# Exercise:
Repeat, exactly and alone, every line from the line that contains "Find the pergola post;" to the end of the entries.

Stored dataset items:
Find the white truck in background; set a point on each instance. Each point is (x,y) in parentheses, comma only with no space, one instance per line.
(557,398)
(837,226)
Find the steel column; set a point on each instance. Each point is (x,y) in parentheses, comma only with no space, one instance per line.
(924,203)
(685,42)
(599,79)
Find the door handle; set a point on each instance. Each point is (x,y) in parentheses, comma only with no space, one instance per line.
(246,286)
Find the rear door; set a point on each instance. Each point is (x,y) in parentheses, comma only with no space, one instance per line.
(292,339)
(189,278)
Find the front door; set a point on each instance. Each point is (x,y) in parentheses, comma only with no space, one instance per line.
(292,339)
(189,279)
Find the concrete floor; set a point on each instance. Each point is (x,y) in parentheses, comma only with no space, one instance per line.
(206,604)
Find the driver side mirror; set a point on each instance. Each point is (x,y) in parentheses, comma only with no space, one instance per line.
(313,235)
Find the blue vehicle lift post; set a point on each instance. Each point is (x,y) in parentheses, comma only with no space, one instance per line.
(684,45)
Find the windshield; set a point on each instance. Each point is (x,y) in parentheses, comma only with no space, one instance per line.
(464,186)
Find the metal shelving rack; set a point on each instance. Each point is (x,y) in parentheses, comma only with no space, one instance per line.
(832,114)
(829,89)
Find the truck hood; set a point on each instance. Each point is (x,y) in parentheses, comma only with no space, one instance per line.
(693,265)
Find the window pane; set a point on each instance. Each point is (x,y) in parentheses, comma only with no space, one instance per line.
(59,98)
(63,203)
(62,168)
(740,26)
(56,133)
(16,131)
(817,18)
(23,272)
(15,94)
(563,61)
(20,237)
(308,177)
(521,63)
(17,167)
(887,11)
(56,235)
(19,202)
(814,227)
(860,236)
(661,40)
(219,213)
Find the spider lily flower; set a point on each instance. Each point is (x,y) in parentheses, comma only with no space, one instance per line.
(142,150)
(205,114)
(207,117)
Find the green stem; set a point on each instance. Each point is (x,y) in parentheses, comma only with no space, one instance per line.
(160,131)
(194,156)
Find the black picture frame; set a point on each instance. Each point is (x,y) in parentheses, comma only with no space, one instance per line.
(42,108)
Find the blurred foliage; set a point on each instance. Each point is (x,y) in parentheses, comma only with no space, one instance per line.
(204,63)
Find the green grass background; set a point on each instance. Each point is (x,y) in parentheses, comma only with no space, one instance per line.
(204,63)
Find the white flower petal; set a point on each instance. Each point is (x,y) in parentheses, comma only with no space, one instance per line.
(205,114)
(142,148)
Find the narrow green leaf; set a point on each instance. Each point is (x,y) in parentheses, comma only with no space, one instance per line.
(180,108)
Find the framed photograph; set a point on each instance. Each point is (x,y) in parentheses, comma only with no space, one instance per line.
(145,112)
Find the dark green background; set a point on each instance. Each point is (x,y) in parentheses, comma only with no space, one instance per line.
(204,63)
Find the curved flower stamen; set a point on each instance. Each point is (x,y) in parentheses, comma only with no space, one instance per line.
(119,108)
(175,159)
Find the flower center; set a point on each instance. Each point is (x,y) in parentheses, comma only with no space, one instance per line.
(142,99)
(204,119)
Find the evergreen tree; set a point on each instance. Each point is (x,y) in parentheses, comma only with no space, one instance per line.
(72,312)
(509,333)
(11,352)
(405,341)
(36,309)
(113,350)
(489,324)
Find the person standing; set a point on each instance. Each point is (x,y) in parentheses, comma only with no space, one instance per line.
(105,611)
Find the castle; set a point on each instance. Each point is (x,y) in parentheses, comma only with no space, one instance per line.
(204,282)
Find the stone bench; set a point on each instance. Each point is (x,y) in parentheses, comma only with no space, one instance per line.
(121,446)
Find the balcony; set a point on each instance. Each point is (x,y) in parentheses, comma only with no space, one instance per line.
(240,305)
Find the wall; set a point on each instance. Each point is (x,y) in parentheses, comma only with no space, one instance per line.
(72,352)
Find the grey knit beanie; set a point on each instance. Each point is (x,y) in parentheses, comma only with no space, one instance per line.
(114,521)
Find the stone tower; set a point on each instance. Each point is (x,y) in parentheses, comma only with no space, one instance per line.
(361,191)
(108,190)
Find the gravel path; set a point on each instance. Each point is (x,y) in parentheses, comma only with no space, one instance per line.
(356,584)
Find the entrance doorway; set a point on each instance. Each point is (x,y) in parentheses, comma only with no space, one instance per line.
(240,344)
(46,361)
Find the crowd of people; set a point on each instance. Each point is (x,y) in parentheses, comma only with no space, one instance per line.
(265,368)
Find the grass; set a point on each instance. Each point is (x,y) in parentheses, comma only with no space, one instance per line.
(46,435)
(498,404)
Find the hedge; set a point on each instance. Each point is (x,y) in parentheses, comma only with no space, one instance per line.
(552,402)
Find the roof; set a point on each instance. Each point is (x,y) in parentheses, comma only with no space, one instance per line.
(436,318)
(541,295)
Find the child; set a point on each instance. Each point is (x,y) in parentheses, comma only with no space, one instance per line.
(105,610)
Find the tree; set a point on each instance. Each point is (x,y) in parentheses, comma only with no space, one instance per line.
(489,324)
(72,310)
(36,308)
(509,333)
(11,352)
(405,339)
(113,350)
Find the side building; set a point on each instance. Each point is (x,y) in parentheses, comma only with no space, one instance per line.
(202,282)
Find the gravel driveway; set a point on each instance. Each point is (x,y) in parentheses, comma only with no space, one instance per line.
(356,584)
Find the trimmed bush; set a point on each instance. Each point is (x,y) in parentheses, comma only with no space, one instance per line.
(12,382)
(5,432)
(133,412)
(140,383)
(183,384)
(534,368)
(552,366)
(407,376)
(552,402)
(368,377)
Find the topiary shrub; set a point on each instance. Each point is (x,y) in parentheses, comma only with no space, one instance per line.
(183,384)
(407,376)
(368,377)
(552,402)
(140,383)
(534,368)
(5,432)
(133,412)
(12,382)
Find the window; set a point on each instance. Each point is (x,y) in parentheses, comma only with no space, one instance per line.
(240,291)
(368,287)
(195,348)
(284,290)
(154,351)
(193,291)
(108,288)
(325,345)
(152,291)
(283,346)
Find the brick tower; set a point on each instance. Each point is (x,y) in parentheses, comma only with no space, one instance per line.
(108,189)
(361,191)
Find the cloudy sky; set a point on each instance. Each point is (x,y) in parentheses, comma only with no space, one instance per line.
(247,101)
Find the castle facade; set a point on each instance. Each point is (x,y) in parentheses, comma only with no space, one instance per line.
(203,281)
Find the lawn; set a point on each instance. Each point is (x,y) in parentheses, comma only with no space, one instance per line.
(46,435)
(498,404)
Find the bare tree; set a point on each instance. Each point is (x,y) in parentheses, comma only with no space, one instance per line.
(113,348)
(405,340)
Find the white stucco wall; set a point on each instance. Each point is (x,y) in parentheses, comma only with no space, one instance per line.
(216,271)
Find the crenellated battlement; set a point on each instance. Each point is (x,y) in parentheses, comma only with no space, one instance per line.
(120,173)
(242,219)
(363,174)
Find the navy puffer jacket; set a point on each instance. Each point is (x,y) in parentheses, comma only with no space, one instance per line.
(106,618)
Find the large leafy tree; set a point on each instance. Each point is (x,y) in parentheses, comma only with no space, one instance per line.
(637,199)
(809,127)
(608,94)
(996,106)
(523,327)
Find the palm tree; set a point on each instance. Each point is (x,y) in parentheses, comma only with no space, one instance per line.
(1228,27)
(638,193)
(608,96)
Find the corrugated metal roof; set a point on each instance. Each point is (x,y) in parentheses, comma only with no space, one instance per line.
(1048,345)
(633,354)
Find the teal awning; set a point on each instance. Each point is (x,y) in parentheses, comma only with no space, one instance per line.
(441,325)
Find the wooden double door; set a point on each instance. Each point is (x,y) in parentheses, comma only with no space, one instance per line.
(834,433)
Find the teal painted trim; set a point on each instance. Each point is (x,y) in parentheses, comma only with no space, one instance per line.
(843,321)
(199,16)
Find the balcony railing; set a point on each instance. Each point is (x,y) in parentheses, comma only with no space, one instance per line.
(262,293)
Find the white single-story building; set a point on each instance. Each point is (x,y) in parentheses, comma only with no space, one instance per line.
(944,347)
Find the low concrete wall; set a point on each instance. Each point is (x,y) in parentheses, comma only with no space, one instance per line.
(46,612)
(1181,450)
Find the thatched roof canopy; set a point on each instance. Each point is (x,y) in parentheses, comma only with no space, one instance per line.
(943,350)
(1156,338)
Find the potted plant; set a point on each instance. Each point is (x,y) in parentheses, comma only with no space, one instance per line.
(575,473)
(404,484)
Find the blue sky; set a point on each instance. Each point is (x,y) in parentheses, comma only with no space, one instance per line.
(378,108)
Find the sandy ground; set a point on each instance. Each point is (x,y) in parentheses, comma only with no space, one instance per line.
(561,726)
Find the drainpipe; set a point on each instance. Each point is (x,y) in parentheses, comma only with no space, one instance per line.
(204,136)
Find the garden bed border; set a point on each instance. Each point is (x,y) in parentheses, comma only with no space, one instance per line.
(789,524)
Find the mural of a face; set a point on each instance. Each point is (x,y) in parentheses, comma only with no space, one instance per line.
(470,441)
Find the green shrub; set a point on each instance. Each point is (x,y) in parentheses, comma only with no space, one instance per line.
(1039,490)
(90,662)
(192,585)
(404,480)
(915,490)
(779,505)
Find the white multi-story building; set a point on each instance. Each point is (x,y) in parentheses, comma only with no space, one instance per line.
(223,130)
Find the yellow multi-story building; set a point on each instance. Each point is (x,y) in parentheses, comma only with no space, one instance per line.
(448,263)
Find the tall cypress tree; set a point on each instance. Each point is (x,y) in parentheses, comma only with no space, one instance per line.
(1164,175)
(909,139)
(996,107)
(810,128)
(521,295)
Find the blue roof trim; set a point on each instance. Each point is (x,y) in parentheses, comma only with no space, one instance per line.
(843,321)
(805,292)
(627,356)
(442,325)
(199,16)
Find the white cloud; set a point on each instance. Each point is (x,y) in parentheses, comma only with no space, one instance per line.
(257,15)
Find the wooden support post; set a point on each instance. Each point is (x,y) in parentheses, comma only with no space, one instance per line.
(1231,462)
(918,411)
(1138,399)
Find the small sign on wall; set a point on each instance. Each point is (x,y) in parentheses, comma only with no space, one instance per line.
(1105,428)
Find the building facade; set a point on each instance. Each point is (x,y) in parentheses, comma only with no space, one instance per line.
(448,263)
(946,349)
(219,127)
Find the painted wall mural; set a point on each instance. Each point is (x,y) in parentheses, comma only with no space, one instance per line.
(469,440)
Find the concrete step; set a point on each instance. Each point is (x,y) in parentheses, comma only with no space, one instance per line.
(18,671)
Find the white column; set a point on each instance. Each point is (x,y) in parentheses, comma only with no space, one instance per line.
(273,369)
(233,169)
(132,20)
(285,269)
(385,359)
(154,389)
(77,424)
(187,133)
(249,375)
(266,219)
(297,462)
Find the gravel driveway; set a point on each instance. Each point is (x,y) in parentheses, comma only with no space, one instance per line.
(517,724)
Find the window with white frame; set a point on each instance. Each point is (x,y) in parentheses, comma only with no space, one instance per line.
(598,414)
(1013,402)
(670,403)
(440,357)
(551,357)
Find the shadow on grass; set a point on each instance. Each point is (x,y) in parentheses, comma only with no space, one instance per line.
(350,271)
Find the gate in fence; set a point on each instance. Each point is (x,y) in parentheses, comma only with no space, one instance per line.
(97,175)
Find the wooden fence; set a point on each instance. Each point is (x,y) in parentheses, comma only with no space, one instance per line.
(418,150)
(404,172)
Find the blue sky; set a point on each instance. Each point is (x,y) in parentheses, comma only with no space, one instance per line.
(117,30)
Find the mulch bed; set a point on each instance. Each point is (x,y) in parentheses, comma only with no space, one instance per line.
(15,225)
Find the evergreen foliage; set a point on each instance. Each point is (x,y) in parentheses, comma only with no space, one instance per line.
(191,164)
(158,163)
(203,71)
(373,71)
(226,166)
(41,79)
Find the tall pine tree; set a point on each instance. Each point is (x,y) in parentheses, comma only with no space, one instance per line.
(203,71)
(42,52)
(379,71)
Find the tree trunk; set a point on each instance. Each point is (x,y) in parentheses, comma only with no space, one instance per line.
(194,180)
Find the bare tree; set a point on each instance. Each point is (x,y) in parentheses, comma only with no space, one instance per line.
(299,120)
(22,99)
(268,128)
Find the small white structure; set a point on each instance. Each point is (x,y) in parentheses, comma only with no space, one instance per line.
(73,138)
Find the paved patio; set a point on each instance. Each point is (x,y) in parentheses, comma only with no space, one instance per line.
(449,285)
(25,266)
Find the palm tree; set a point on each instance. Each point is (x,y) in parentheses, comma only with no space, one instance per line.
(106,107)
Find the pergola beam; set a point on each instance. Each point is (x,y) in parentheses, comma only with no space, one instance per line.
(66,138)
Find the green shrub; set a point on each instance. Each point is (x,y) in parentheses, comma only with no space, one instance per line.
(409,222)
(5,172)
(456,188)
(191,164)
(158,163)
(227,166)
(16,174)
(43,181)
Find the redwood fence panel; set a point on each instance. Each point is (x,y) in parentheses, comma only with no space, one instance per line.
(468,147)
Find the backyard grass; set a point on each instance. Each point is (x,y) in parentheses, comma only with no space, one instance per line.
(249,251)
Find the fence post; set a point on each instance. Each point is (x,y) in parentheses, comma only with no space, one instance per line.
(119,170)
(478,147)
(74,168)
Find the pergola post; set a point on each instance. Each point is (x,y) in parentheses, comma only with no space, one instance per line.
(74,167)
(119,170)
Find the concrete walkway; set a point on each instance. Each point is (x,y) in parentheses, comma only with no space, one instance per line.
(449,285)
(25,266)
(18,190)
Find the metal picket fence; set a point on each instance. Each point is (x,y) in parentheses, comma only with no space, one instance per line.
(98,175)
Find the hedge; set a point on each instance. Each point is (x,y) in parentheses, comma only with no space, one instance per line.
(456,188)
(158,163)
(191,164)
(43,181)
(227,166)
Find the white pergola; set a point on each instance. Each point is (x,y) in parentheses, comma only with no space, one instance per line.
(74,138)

# Result below:
Find the pergola post; set a point on each instance. Each point is (x,y) in parentheses, comma only with no space, one instance per line.
(74,167)
(119,170)
Find the concrete walkway; set a point on each instance. Each point is (x,y) in parentheses, comma only with no space, one instance per line.
(449,285)
(25,266)
(18,190)
Find the metal picket fence; set a point on each instance. Each point is (x,y) in parentheses, comma only with no space, one instance per line.
(98,175)
Find the hedge; set a point on each instance. Each point is (x,y) in parentheses, comma only with no space, one instance per line.
(456,188)
(158,163)
(191,164)
(43,181)
(227,166)
Find the white pergola; set a point on each instance. Each point is (x,y) in parentheses, comma only with no space, one instance per line.
(74,138)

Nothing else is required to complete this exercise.